**What is required**
Rewrite the entries below, replacing "Reviewer note" with "Annotator note" at every occurrence and leaving all other wording unchanged.

* * * * * * * * *

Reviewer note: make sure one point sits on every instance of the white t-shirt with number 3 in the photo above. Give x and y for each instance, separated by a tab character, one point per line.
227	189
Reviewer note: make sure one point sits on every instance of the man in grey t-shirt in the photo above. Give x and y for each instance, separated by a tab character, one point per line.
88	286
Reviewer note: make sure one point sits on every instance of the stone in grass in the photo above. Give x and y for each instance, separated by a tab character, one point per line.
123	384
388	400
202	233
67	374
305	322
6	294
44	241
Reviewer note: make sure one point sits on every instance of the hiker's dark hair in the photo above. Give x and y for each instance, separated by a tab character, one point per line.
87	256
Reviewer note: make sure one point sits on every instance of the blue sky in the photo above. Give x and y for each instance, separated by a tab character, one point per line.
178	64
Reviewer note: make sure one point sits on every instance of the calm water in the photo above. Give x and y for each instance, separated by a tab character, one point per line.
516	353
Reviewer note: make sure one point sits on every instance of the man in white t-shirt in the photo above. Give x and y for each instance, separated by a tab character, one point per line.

* * * * * * * * *

**Solution to this exercise**
Annotator note: make sure one point sits on every instance of the white t-shirt with number 3 in the photo above. Give x and y for each instance, separated by a tab character, one point per line.
227	189
Annotator note: make sure one point sits on every instance of the man in grey t-shirt in the photo above. Give x and y for each instance, separated by a tab character, one point per line.
88	286
Annotator note: make sure one point sits on every instance of the stone in grass in the photo above. Give x and y for each instance, separated by a tab character, one point per line.
123	384
388	400
202	233
67	374
305	322
6	294
44	241
Annotator note: make sure one point sits on every instance of the hiker's dark hair in the photo above. Give x and y for each instance, separated by a tab character, one point per line.
87	256
Annotator note: make sure one point sits on every instance of the blue sky in the photo above. Give x and y for each instance, separated by a tab character, one point per line.
178	64
Annotator note: make sure one point sits on every instance of the calm water in the photo above. Give x and y for each instance, separated by a tab character, one point per line.
516	353
Annotator note: make sure one point sits on every instance of the man in white t-shirt in the photo above. Give x and y for each instance, separated by a tab character, one point per line.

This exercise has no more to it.